Like a holiday, only quicker: part 2.5 – Belgrade (airport)

I am a curse.  I should never go on holiday.

Last year Peter and I went to Vietnam . . . and were in Hanoi when super-typhoon Haiyan hit the coast.  This year we’ve come to the Balkans . . . and they’ve suffered the worst floods in recent history.  Maybe I should never leave the UK.  (Maybe I should hire myself out to drought-ridden countries as a guaranteed source of rain).

Without wishing to downplay the nightmare currently being lived out by the tens of thousands of people affected by this horrific act of nature, it didn’t change the fact that our travel plans were now completely scuppered.  Our intention had been to take the train from Sarajevo to Zagreb, and another the next day on to Ljubljana, but to my immense disappointment we realised that no trains were crossing the border, and huge swathes of the Bosnian transport network are in serious trouble.  We despondently looked for alternatives but soon realised that the only practical option was to fly directly to Ljubljana, and skip out Croatia altogether.

There were silver linings.  We spent a little longer in our lovely Sarajevo hideaway up in the hills.  We had more time to chat with our hosts Nedzad and his wife Amina.  We got to fly via Belgrade.

Wait, what?  Belgrade?!

Belgrade-from-the-air
It’s hard to believe this used to be a communist city

Yes: another unexpected, unintentional transfer via a country which is actually in the opposite direction to that in which we wished to go.  This particular layover, admittedly, was only an hour and a half.  But at (a nonetheless purse-stretching) £94, these flights were the cheapest available; the rest were over £400.  Fine.  Skyscanner had spoken.  We were going to Serbia.

Air-Serbia-propeller-plane
Please don’t make me get on that

The flights weren’t too long but to my horror, both took place in tiny propellor-driven planes with a passenger capacity of 66.  (I later learned that they’re actually safer than jets because they can glide for 2-3 hours if one of the engines were to stop working, which led me to wonder how they knew that, but I thought it better not to ask).

The fact that Peter couldn’t even stand upright in the low-slung cabin meant an obvious need for emergency exit seats, and due to the squashed nature of the layout, put us directly in front of one of the two cabin crew members.  His name was Mihailo and he had been flying with Air Serbia for precisely two months which is probably why he was so eager to chat.  Mihailo was bright, intelligent, spoke incredibly good English (which he had learnt, inexplicably, by watching The Weakest Link) and refreshingly communicative.  We discussed the floods and he admitted that in a strange way, it had been a blessing.

“The Serbs are . . . complicated people,” he explained.  “We fight a lot.  This has brought us closer together”.

We were flying at a relatively low altitude and he pointed out when we flew over Obrenovac, a small city which lay in the bend of a river and, following the floods, was now entirely underwater.  We gazed out of the window in dismay at what looked like a gigantic lake and tiny spots which were presumably roofs.  He showed us where the river had burst its banks and how narrow it should have been.  From our air-conditioned vantage point, with snacks and coffee, calmly passing over the horrors below, we saw raft-like houses and fields – livelihoods – now resembling swimming pools, glistening benevolently in the afternoon sun.
● ● ● ● ● ● ●
## [WORK TO DO]
Answer these from the Belgrade airport post:
(a) In which city were the writer and Peter when super-typhoon Haiyan hit the coast?
(b) How much did the flights via Belgrade cost?
(c) How long had Mihailo been flying with Air Serbia?
The lines that come next have nothing to do with this.

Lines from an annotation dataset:
● ● ● ● ● ● ●
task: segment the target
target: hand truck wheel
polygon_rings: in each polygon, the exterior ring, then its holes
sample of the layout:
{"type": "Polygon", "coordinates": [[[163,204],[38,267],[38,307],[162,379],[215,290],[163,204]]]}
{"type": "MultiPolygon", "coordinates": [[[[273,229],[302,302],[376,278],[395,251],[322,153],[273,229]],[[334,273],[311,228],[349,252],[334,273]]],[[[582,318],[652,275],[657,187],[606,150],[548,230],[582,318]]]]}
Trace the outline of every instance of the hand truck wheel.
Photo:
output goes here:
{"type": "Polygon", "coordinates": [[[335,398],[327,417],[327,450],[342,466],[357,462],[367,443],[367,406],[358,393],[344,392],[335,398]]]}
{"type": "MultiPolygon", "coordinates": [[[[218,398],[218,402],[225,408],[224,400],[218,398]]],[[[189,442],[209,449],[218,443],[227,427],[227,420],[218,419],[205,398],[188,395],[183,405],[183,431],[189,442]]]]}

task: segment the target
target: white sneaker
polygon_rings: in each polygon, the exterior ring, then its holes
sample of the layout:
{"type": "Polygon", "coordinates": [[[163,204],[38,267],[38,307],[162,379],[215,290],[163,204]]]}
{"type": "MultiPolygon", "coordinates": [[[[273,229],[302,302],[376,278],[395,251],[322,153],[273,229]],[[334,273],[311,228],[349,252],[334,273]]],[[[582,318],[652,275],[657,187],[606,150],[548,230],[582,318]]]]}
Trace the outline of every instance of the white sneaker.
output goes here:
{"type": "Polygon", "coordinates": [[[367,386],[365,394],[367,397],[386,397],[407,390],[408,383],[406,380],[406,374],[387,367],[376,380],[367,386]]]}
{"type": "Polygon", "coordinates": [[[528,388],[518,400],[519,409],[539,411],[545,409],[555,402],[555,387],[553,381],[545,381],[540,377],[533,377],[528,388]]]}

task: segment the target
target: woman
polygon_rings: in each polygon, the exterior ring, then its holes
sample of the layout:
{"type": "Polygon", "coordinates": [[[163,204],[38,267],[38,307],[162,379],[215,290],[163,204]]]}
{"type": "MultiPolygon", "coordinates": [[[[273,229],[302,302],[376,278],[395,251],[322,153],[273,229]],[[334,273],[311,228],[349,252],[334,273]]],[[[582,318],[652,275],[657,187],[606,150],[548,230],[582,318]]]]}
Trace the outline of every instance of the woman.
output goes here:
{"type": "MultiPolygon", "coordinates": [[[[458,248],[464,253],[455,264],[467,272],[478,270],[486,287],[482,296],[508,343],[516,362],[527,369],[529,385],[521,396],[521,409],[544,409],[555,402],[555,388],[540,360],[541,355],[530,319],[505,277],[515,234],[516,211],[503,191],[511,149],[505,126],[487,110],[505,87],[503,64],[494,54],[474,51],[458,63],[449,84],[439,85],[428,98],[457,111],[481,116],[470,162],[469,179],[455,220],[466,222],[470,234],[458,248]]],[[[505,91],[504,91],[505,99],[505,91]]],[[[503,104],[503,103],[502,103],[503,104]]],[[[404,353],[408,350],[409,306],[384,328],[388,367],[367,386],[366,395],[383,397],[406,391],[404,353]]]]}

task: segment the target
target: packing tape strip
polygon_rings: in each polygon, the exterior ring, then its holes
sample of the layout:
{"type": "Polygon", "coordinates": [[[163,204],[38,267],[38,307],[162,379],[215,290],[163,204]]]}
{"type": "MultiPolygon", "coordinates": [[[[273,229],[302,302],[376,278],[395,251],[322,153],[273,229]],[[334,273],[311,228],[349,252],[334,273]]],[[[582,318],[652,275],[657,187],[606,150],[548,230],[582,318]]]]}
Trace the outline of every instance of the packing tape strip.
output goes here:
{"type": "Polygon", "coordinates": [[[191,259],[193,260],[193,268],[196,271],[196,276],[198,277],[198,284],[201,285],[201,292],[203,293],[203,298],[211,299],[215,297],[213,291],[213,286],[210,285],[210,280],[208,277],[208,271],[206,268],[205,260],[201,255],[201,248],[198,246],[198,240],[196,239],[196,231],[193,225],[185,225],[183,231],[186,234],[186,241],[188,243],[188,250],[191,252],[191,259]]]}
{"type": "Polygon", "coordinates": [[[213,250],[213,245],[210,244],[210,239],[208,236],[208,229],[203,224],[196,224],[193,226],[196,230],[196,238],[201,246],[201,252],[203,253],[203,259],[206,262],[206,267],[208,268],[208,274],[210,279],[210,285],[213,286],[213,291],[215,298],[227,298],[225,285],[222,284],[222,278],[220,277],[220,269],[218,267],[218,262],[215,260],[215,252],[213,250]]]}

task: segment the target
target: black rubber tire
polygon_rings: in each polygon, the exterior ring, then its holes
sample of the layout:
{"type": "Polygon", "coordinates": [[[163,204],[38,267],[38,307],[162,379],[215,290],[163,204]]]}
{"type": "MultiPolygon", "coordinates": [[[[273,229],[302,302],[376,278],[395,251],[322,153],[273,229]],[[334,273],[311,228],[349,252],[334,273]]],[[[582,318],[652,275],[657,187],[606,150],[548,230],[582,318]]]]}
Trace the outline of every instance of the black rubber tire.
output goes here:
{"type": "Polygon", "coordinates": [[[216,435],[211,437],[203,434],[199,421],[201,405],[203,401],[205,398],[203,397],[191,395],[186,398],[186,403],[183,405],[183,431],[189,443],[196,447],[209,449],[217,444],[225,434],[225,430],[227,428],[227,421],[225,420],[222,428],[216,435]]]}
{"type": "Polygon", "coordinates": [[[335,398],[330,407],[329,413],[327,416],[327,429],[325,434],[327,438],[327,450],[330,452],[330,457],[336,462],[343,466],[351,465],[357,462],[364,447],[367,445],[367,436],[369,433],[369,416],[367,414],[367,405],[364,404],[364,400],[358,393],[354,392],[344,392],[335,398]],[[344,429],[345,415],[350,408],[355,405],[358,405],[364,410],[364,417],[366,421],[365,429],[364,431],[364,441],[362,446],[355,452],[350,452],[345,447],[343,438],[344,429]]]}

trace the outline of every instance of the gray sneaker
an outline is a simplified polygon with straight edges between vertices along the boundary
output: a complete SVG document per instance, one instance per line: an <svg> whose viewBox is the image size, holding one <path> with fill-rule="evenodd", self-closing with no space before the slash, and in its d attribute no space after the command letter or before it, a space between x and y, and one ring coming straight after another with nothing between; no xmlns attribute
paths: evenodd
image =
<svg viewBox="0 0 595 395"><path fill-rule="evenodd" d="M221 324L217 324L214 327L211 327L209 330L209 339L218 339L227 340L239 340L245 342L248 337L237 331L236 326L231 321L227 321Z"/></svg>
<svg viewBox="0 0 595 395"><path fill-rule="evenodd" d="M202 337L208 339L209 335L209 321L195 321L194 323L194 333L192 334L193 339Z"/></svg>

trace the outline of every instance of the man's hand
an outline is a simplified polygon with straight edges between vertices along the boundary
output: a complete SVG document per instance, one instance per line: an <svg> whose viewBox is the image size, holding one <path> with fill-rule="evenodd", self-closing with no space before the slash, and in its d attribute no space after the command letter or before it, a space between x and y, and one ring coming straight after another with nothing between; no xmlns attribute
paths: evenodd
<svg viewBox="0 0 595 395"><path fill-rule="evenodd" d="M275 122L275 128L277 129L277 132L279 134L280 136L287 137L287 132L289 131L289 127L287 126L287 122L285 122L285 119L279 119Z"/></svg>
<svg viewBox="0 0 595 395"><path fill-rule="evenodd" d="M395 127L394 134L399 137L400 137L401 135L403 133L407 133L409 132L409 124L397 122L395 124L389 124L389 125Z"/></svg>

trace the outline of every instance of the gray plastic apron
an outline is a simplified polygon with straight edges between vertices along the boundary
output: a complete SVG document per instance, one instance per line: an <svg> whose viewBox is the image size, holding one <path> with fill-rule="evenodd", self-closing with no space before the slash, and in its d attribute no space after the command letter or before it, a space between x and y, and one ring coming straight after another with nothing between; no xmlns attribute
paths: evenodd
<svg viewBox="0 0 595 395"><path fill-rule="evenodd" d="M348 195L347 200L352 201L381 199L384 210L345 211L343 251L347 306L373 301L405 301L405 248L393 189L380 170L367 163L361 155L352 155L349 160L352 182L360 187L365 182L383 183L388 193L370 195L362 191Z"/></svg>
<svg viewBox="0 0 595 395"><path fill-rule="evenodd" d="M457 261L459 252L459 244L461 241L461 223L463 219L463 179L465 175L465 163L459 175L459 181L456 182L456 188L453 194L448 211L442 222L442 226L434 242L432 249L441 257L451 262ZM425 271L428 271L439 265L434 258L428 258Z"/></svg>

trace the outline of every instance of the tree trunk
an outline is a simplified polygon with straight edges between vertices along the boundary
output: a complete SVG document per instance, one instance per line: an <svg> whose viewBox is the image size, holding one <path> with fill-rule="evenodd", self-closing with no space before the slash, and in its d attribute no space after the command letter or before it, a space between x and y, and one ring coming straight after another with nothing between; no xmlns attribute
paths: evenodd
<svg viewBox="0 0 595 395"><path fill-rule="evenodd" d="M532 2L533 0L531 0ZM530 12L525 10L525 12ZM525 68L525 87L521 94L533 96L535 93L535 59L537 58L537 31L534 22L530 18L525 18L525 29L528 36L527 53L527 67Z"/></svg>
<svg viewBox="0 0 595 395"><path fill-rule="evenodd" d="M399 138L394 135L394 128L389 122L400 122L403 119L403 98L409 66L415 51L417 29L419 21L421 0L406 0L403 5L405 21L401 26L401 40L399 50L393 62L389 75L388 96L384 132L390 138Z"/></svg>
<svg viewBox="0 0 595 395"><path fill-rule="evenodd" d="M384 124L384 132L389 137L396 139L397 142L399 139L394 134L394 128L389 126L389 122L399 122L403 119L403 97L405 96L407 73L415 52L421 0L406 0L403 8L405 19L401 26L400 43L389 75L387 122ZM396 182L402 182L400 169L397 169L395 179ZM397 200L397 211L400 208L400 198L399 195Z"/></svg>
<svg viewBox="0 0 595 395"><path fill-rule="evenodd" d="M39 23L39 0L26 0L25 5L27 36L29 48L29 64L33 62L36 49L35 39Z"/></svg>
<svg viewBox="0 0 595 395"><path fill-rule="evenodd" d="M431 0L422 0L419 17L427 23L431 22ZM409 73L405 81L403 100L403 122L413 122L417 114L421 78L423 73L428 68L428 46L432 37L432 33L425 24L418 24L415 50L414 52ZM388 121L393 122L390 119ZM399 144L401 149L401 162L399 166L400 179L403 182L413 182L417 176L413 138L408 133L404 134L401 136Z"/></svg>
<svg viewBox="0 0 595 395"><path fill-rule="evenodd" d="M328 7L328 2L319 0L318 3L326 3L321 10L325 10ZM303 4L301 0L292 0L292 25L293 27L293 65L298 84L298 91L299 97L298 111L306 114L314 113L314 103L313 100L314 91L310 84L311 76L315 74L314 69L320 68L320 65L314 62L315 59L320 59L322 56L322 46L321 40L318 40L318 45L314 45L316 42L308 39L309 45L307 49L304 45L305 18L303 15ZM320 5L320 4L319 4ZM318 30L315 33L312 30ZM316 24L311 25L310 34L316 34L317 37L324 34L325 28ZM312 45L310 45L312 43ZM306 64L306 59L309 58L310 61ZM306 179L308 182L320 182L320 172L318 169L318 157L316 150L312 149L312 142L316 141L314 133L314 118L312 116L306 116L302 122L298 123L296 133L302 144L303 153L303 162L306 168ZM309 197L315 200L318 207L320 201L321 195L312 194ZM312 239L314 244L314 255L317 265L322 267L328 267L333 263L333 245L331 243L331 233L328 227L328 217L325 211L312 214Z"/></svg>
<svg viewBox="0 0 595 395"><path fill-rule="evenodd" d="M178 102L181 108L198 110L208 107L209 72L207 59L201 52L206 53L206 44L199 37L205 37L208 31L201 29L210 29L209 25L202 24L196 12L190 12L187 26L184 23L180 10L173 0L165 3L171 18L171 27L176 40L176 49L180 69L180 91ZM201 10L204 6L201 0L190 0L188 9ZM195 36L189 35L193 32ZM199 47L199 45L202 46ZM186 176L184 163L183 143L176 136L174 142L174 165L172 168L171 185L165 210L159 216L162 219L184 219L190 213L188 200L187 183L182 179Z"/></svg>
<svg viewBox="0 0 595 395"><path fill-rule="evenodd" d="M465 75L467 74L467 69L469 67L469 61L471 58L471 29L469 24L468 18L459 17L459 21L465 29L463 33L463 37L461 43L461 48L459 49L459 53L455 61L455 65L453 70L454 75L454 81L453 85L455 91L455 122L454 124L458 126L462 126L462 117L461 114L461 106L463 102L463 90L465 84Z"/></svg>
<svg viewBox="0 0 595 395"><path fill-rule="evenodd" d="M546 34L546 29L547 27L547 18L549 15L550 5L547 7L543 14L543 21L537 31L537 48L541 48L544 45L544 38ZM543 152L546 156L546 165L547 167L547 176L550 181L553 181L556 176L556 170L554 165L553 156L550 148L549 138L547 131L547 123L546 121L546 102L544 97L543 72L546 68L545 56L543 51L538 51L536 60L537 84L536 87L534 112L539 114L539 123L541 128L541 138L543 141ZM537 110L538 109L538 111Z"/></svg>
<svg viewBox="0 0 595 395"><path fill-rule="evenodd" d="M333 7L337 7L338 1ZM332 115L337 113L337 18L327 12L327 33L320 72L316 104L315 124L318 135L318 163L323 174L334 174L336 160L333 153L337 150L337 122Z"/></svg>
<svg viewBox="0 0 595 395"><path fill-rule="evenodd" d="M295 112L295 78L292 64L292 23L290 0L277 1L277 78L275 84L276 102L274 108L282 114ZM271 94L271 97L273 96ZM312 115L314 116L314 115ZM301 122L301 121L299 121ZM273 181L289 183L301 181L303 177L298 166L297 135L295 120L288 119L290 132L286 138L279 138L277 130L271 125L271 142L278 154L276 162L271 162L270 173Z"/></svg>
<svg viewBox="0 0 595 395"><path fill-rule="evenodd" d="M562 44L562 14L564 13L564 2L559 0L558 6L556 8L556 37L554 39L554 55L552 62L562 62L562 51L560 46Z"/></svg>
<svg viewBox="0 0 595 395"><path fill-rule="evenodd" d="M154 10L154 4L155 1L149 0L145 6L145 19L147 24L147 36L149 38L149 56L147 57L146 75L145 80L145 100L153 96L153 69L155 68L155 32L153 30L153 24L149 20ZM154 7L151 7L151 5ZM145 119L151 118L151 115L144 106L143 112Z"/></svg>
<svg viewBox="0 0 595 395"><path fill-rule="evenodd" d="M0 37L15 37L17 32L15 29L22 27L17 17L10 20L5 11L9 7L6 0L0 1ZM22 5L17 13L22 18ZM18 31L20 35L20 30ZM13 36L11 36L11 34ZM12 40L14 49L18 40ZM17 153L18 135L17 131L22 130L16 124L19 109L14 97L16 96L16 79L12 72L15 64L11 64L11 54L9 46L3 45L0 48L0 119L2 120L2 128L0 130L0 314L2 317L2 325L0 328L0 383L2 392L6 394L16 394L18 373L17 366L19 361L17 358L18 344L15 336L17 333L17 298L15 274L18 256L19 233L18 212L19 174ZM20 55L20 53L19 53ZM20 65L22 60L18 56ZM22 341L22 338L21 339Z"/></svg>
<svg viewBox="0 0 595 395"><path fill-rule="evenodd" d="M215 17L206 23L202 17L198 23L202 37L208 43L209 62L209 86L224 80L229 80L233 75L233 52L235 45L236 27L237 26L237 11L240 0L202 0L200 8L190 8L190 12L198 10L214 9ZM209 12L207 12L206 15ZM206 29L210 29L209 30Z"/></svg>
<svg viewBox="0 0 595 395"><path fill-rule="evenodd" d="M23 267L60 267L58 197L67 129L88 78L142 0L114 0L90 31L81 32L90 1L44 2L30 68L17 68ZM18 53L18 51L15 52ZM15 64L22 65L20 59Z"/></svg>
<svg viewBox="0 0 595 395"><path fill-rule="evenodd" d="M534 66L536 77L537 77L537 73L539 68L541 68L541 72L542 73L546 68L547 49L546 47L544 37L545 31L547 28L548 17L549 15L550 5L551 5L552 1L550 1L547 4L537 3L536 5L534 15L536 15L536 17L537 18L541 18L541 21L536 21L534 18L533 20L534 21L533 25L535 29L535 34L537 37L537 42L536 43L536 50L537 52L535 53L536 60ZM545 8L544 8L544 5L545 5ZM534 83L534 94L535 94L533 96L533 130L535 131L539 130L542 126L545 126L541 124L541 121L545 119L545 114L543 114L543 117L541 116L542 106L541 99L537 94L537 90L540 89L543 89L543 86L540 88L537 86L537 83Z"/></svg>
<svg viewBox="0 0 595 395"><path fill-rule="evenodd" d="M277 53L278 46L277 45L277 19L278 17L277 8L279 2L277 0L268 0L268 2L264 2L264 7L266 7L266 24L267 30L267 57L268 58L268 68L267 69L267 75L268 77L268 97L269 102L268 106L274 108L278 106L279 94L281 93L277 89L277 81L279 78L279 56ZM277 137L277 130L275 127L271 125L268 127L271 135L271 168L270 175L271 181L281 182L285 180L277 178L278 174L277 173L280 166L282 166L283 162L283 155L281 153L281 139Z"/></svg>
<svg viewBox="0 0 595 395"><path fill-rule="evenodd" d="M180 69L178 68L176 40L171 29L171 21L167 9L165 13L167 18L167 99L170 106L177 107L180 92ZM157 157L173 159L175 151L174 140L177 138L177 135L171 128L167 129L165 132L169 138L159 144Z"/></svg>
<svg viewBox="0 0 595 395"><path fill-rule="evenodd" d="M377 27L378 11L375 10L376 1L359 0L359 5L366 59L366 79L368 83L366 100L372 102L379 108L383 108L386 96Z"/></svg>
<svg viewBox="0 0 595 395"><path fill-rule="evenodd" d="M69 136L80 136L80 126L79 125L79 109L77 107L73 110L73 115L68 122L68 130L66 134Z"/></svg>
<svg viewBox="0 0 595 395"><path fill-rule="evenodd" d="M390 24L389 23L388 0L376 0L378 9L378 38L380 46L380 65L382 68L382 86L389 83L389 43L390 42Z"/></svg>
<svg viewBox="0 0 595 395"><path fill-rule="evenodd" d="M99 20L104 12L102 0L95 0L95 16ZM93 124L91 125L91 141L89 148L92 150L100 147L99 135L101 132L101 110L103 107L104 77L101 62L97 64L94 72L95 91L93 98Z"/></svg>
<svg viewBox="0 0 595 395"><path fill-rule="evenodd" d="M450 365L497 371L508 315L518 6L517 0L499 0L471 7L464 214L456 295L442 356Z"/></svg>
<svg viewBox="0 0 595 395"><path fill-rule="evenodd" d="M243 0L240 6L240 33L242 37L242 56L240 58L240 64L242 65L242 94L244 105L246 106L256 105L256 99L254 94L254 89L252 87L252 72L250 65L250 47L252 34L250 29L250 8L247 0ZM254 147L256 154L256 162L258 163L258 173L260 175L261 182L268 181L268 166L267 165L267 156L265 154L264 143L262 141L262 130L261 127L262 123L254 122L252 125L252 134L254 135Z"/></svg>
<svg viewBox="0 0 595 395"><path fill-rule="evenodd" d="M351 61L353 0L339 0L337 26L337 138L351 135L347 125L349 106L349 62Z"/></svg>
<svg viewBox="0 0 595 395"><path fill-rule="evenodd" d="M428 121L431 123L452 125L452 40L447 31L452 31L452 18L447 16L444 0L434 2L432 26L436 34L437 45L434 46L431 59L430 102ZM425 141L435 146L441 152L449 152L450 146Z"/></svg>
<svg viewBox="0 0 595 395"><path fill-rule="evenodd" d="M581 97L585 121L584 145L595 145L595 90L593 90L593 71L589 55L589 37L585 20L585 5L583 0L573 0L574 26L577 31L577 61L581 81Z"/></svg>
● ● ● ● ● ● ●
## [REPLY]
(a) Hanoi
(b) £94
(c) Two months